*** Supplied data Section Begins ***
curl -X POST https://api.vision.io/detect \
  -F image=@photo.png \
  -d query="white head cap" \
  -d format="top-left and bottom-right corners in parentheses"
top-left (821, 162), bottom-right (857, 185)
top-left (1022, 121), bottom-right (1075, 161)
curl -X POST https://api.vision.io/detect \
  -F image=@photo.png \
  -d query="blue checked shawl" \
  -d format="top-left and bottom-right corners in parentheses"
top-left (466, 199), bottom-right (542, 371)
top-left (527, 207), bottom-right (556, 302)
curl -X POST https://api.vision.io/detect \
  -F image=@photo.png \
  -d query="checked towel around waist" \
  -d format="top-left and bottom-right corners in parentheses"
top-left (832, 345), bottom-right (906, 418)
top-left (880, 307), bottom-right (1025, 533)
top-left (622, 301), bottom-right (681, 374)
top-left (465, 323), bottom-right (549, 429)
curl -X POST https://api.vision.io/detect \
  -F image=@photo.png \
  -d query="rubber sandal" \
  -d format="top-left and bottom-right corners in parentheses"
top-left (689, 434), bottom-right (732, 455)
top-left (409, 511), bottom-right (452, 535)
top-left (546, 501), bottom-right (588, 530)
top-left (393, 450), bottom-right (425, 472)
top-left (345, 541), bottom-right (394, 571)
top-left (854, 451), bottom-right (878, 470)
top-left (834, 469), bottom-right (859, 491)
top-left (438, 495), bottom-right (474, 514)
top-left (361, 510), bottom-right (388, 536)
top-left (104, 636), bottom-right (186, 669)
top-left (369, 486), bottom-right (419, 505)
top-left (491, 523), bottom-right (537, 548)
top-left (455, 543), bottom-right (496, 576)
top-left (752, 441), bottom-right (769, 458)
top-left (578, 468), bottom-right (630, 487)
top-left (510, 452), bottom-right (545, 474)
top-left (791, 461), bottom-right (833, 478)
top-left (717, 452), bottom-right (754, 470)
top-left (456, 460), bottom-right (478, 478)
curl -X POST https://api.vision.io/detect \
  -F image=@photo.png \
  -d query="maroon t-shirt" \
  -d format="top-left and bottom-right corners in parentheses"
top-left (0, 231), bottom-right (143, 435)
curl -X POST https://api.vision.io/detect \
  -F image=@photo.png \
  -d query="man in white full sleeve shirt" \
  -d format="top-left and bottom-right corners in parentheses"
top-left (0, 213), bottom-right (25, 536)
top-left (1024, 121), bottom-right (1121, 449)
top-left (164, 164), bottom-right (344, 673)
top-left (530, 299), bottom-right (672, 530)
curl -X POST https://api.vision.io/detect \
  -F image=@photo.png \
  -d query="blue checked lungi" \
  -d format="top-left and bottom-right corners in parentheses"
*** Supplied data Section Ends ***
» **Exercise details**
Taking the entries as a whole, work out how many lines contain the string "query". Respond with only the number.

» **Output below**
7